THE REQUEST.
Reproduce each of the items below line for line, with no changes.
------ MATERIAL SUPPLIED ------
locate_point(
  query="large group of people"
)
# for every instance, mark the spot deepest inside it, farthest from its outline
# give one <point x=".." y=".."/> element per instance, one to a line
------
REPLY TO THE TASK.
locate_point(
  query="large group of people"
)
# for every instance, mark the spot deepest inside it, farthest from its outline
# give one <point x=".." y=".."/> element per instance, one to a line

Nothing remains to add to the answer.